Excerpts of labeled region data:
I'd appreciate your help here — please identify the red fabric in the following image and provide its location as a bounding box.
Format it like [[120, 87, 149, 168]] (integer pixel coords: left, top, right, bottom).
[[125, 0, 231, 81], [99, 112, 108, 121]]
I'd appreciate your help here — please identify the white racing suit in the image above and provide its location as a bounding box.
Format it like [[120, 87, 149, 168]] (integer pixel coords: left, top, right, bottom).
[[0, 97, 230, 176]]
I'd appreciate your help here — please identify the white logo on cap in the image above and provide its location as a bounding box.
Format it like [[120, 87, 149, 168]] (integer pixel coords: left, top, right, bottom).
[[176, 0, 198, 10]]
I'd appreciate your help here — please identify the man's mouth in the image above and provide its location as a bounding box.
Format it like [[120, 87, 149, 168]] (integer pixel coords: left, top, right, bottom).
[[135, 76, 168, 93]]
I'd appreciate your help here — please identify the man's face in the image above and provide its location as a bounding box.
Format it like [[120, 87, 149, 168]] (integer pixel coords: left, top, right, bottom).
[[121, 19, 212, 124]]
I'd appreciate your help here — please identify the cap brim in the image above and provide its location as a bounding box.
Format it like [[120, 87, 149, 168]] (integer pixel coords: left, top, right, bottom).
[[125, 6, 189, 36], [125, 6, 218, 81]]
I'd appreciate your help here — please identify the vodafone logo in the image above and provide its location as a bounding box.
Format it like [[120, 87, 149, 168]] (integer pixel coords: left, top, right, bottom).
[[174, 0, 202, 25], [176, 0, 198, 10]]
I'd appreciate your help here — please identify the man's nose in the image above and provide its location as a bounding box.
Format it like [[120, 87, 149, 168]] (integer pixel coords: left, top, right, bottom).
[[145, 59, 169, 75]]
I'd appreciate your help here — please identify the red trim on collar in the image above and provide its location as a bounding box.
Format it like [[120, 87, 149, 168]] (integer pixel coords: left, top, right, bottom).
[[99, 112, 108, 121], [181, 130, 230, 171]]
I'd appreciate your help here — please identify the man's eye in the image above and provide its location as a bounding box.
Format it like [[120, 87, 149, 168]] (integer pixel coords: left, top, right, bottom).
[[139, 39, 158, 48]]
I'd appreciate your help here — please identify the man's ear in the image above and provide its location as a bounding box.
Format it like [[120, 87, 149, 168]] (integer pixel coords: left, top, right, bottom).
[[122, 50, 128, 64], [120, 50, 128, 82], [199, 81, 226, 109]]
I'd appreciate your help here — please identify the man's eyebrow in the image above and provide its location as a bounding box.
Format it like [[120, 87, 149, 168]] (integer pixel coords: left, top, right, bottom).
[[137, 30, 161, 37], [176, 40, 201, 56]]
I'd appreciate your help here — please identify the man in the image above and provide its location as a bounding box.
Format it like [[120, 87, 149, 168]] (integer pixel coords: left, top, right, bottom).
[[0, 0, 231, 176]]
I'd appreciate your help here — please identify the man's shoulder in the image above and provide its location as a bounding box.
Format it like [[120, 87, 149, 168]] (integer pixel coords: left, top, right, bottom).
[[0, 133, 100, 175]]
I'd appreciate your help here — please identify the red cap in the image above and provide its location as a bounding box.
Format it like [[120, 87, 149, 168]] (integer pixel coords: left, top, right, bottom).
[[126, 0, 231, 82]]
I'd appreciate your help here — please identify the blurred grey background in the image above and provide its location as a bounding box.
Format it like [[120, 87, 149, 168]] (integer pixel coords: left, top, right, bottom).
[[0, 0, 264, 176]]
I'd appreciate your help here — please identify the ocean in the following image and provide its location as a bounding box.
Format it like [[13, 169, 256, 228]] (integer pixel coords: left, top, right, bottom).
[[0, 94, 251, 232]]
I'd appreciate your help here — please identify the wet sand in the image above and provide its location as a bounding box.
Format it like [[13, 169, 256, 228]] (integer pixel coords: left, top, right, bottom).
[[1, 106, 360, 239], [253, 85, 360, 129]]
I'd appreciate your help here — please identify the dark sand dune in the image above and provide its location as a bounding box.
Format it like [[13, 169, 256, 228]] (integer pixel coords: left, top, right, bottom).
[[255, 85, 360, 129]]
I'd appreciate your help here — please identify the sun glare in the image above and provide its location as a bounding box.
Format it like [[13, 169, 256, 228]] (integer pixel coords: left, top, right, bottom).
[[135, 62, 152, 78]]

PROBLEM TO WORK ON: Update the rows from the line with "I'd appreciate your help here — please identify the cap" up to and including the line with "[[125, 6, 189, 36], [125, 6, 218, 81]]": change "cap brim" to "hat brim", keep everything else unchanged, and give back only those lines.

RESPONSE TO THIS EXERCISE:
I'd appreciate your help here — please identify the hat brim in the image above and provide its location as a bounding box.
Format it like [[120, 87, 149, 168]] (integer pixel coords: left, top, right, bottom).
[[125, 6, 189, 36], [125, 6, 218, 81]]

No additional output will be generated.